Problem details = Starting at the line with "[locate] door hinge" in it, reproduce each line below through the last one, exactly, and include nothing else.

Material provided =

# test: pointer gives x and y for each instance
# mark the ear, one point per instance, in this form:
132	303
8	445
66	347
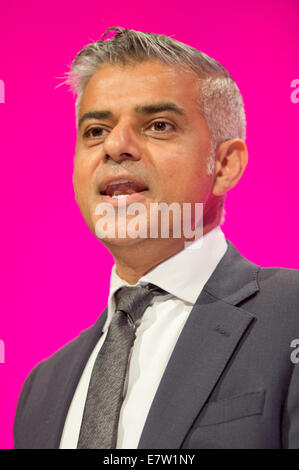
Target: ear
231	161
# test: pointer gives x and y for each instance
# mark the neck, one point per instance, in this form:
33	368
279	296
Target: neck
134	261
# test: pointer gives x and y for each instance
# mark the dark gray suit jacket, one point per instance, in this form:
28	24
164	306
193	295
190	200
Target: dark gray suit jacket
230	382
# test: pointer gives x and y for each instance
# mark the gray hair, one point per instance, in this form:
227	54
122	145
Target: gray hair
220	100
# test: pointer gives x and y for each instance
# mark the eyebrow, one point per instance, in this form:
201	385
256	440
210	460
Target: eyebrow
145	110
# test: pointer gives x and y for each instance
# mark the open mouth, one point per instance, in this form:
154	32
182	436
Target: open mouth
119	189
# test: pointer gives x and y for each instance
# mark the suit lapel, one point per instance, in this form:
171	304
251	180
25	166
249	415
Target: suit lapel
62	395
211	333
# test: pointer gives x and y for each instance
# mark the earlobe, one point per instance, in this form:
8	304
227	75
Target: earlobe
231	161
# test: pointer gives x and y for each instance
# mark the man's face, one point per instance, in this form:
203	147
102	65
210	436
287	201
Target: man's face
148	128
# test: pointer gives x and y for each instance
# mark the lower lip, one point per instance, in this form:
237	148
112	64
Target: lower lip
123	201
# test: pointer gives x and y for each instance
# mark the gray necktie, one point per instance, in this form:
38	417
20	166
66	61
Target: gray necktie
107	387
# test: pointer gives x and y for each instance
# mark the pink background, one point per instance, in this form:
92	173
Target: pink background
55	274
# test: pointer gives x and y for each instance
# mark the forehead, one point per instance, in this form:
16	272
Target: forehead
134	84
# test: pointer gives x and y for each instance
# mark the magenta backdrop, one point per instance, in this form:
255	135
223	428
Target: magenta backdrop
55	274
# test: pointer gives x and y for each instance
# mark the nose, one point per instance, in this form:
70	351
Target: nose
121	144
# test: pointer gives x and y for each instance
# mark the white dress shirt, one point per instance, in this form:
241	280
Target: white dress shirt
183	276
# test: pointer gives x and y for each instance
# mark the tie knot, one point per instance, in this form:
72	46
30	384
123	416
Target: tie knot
134	300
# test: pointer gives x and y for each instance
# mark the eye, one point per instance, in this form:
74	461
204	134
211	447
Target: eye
161	126
94	132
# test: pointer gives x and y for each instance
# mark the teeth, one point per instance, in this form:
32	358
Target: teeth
119	181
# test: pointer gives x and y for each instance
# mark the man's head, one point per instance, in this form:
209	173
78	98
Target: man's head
192	152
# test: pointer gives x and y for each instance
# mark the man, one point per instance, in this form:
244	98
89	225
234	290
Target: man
206	362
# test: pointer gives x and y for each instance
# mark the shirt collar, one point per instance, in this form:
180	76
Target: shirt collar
184	274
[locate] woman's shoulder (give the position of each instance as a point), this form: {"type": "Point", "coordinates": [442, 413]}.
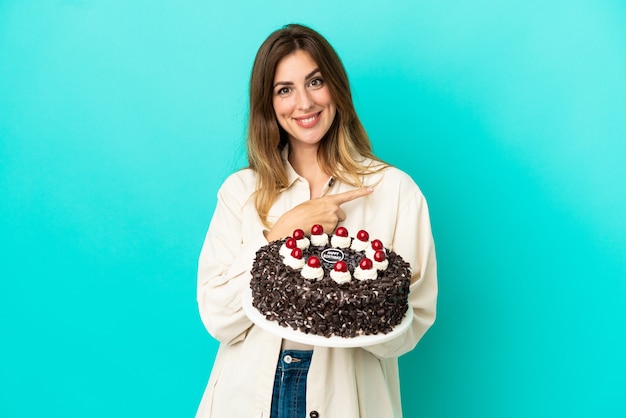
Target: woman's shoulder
{"type": "Point", "coordinates": [240, 182]}
{"type": "Point", "coordinates": [393, 178]}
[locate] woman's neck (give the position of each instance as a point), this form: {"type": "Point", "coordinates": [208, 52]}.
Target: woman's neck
{"type": "Point", "coordinates": [304, 162]}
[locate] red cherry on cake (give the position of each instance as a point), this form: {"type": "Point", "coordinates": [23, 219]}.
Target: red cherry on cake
{"type": "Point", "coordinates": [366, 264]}
{"type": "Point", "coordinates": [341, 266]}
{"type": "Point", "coordinates": [377, 245]}
{"type": "Point", "coordinates": [362, 235]}
{"type": "Point", "coordinates": [313, 262]}
{"type": "Point", "coordinates": [296, 253]}
{"type": "Point", "coordinates": [317, 229]}
{"type": "Point", "coordinates": [341, 232]}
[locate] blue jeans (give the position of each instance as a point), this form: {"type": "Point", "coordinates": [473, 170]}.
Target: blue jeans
{"type": "Point", "coordinates": [289, 396]}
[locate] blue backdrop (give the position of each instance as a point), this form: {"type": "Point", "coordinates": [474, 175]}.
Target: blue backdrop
{"type": "Point", "coordinates": [119, 120]}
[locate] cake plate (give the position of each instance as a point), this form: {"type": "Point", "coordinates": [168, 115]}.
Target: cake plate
{"type": "Point", "coordinates": [333, 341]}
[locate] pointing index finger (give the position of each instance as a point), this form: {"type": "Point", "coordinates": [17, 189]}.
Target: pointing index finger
{"type": "Point", "coordinates": [344, 197]}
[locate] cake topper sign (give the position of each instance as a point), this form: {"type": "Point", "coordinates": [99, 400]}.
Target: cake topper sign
{"type": "Point", "coordinates": [331, 255]}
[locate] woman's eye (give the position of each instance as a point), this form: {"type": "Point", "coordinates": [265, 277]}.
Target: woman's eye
{"type": "Point", "coordinates": [316, 82]}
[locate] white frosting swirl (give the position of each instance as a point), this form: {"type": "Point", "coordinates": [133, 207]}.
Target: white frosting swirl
{"type": "Point", "coordinates": [369, 274]}
{"type": "Point", "coordinates": [294, 263]}
{"type": "Point", "coordinates": [369, 252]}
{"type": "Point", "coordinates": [340, 242]}
{"type": "Point", "coordinates": [380, 265]}
{"type": "Point", "coordinates": [358, 245]}
{"type": "Point", "coordinates": [284, 251]}
{"type": "Point", "coordinates": [303, 243]}
{"type": "Point", "coordinates": [319, 240]}
{"type": "Point", "coordinates": [340, 276]}
{"type": "Point", "coordinates": [312, 273]}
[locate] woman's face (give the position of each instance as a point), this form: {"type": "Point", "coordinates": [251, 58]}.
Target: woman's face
{"type": "Point", "coordinates": [302, 101]}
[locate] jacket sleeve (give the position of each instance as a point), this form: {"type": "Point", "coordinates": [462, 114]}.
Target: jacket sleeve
{"type": "Point", "coordinates": [413, 240]}
{"type": "Point", "coordinates": [224, 265]}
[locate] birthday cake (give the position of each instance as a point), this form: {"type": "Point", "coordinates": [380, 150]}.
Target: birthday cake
{"type": "Point", "coordinates": [331, 286]}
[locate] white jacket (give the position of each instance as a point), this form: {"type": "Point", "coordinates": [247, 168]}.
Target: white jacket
{"type": "Point", "coordinates": [342, 382]}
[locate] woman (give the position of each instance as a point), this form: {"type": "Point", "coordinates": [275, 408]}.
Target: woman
{"type": "Point", "coordinates": [310, 162]}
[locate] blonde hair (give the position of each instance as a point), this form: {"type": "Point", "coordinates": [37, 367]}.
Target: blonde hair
{"type": "Point", "coordinates": [346, 140]}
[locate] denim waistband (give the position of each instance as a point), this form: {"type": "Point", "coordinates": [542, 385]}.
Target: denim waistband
{"type": "Point", "coordinates": [295, 359]}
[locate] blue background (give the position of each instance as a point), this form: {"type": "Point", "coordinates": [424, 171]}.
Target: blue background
{"type": "Point", "coordinates": [119, 120]}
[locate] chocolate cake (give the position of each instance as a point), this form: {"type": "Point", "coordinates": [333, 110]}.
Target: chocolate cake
{"type": "Point", "coordinates": [340, 286]}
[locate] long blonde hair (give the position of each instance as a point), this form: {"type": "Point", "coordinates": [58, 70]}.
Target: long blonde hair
{"type": "Point", "coordinates": [343, 144]}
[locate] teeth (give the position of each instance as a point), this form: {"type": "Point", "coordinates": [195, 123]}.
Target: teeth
{"type": "Point", "coordinates": [307, 120]}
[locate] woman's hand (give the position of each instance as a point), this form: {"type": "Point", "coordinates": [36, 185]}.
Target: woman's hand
{"type": "Point", "coordinates": [325, 211]}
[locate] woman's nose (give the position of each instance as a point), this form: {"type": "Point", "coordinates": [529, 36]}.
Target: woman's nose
{"type": "Point", "coordinates": [305, 102]}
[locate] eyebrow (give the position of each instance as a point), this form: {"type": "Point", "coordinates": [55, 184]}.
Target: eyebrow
{"type": "Point", "coordinates": [289, 83]}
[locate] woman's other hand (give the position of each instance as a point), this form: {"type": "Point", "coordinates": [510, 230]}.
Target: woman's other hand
{"type": "Point", "coordinates": [325, 211]}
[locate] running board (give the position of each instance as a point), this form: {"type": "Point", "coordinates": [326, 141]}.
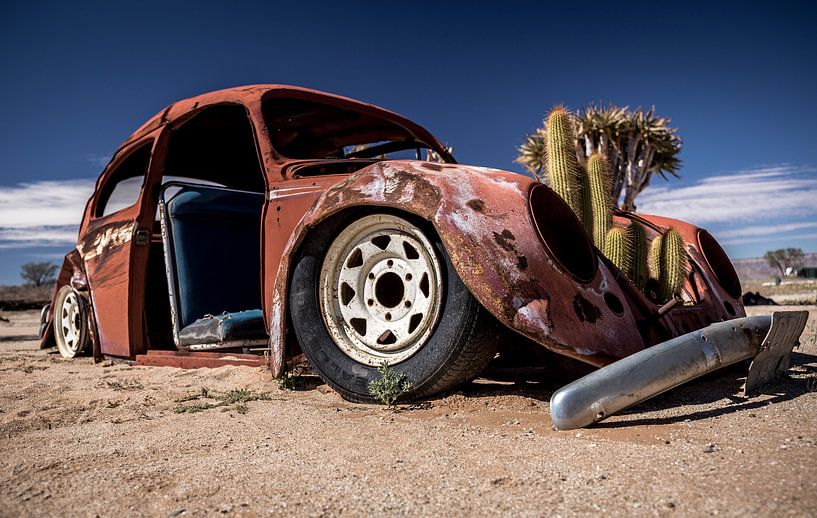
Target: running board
{"type": "Point", "coordinates": [197, 360]}
{"type": "Point", "coordinates": [767, 339]}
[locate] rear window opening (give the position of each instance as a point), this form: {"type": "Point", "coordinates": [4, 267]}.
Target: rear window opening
{"type": "Point", "coordinates": [216, 147]}
{"type": "Point", "coordinates": [309, 129]}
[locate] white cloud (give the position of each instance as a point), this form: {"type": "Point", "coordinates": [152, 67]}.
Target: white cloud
{"type": "Point", "coordinates": [98, 160]}
{"type": "Point", "coordinates": [44, 204]}
{"type": "Point", "coordinates": [767, 238]}
{"type": "Point", "coordinates": [765, 230]}
{"type": "Point", "coordinates": [45, 213]}
{"type": "Point", "coordinates": [29, 237]}
{"type": "Point", "coordinates": [780, 191]}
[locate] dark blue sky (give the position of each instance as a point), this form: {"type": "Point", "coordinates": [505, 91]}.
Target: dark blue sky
{"type": "Point", "coordinates": [738, 80]}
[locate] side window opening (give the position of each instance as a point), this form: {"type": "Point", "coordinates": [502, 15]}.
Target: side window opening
{"type": "Point", "coordinates": [123, 185]}
{"type": "Point", "coordinates": [216, 147]}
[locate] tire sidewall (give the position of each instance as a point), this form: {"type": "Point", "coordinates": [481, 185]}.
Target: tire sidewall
{"type": "Point", "coordinates": [66, 351]}
{"type": "Point", "coordinates": [457, 314]}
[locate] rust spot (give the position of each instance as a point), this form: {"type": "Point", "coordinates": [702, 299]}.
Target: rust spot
{"type": "Point", "coordinates": [476, 204]}
{"type": "Point", "coordinates": [504, 240]}
{"type": "Point", "coordinates": [585, 309]}
{"type": "Point", "coordinates": [534, 318]}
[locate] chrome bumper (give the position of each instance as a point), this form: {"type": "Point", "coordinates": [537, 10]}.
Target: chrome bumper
{"type": "Point", "coordinates": [768, 339]}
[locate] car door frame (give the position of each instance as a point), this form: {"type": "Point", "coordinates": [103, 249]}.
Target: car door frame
{"type": "Point", "coordinates": [115, 250]}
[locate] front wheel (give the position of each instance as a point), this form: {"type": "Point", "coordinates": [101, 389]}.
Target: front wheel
{"type": "Point", "coordinates": [70, 322]}
{"type": "Point", "coordinates": [380, 289]}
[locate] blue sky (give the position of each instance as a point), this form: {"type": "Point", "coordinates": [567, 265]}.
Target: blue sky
{"type": "Point", "coordinates": [738, 80]}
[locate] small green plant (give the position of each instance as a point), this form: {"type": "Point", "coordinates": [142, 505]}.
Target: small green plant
{"type": "Point", "coordinates": [292, 378]}
{"type": "Point", "coordinates": [235, 397]}
{"type": "Point", "coordinates": [389, 386]}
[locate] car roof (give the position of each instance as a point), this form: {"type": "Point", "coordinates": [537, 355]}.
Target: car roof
{"type": "Point", "coordinates": [253, 93]}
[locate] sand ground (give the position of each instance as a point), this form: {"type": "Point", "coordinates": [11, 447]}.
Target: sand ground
{"type": "Point", "coordinates": [111, 440]}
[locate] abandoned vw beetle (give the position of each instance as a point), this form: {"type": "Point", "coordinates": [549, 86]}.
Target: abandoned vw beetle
{"type": "Point", "coordinates": [280, 220]}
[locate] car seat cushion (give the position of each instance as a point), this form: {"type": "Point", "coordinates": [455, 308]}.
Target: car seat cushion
{"type": "Point", "coordinates": [227, 327]}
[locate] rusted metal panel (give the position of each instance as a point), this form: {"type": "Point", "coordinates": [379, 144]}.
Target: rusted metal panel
{"type": "Point", "coordinates": [198, 360]}
{"type": "Point", "coordinates": [482, 218]}
{"type": "Point", "coordinates": [73, 273]}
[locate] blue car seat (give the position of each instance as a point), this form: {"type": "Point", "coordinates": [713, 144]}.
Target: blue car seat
{"type": "Point", "coordinates": [212, 242]}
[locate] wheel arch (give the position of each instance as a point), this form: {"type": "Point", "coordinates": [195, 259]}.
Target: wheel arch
{"type": "Point", "coordinates": [72, 273]}
{"type": "Point", "coordinates": [482, 219]}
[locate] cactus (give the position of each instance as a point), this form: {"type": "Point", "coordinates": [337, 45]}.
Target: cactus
{"type": "Point", "coordinates": [672, 265]}
{"type": "Point", "coordinates": [563, 168]}
{"type": "Point", "coordinates": [637, 239]}
{"type": "Point", "coordinates": [617, 248]}
{"type": "Point", "coordinates": [596, 199]}
{"type": "Point", "coordinates": [655, 257]}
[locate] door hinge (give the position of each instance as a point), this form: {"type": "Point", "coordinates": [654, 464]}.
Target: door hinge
{"type": "Point", "coordinates": [141, 236]}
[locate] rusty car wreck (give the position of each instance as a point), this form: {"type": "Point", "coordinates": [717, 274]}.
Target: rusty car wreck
{"type": "Point", "coordinates": [273, 221]}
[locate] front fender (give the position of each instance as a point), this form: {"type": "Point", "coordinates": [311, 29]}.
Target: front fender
{"type": "Point", "coordinates": [72, 272]}
{"type": "Point", "coordinates": [483, 220]}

Correct result =
[locate] door hinge (give the position of each instance as a point), this form: {"type": "Point", "coordinates": [654, 464]}.
Target: door hinge
{"type": "Point", "coordinates": [141, 236]}
[locate] rusty car wreck (give the position of each instance as a point), this form: {"type": "Point", "coordinates": [717, 274]}.
Target: rusty car wreck
{"type": "Point", "coordinates": [273, 221]}
[locate] front fender (give the position of each instance as a point), this form: {"type": "Point", "coordinates": [311, 29]}.
Target: front fender
{"type": "Point", "coordinates": [72, 272]}
{"type": "Point", "coordinates": [483, 220]}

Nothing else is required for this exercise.